Exercise inputs: Begin
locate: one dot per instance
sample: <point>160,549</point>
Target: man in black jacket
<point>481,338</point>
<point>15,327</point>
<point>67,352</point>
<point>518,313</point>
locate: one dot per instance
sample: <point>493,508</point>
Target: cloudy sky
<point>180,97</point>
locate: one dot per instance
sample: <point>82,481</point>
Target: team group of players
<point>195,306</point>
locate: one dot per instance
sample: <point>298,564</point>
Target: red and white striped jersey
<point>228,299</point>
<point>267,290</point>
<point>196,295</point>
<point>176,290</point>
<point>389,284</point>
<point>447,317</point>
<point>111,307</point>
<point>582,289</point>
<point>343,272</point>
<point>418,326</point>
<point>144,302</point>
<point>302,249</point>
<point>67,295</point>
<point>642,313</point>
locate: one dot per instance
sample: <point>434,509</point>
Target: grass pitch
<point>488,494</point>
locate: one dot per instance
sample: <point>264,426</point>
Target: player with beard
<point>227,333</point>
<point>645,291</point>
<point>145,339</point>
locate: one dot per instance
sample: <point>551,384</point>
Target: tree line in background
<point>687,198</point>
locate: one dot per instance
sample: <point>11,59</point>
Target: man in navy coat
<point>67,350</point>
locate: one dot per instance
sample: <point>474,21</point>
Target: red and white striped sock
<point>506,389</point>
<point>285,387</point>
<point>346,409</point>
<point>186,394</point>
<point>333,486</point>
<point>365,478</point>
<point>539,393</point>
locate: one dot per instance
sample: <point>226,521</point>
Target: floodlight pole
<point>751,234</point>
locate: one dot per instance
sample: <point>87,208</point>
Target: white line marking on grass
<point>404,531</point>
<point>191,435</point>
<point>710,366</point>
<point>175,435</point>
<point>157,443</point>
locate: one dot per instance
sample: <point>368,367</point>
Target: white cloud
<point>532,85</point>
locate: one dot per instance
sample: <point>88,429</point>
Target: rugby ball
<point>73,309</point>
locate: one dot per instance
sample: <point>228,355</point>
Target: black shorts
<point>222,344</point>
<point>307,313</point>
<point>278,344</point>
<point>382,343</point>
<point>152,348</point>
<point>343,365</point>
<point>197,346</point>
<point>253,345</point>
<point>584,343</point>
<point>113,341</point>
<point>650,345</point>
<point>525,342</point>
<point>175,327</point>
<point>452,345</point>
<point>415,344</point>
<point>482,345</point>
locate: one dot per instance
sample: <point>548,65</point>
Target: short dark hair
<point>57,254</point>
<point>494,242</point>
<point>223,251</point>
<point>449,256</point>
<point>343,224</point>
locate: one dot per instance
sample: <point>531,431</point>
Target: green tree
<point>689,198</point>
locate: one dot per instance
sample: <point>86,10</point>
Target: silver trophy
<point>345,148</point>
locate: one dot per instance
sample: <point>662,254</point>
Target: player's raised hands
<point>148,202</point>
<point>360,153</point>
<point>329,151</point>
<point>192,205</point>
Exercise inputs: End
Problem details:
Using the records above, please repeat the line with "sample: <point>368,367</point>" and every line after it exactly, and give no other text.

Output for this task:
sample: <point>368,367</point>
Target: white cloud
<point>532,85</point>
locate: one dot per instance
sample: <point>88,429</point>
Target: rugby ball
<point>73,309</point>
locate: one dot per instance
sample: <point>228,355</point>
Target: black shorts
<point>222,344</point>
<point>307,313</point>
<point>278,344</point>
<point>382,343</point>
<point>152,348</point>
<point>343,365</point>
<point>197,346</point>
<point>253,345</point>
<point>584,343</point>
<point>113,341</point>
<point>650,345</point>
<point>525,342</point>
<point>175,327</point>
<point>452,345</point>
<point>415,344</point>
<point>482,345</point>
locate: one dot per instance
sample: <point>548,65</point>
Target: short dark hair
<point>57,254</point>
<point>494,242</point>
<point>223,251</point>
<point>449,256</point>
<point>343,224</point>
locate: one dot per instance
sample: <point>531,431</point>
Target: green tree
<point>689,198</point>
locate: one dot per instance
sample: <point>86,10</point>
Target: silver trophy
<point>345,148</point>
locate: one dot per instance
sample: <point>662,254</point>
Target: player's raised hands
<point>148,202</point>
<point>360,153</point>
<point>329,151</point>
<point>192,205</point>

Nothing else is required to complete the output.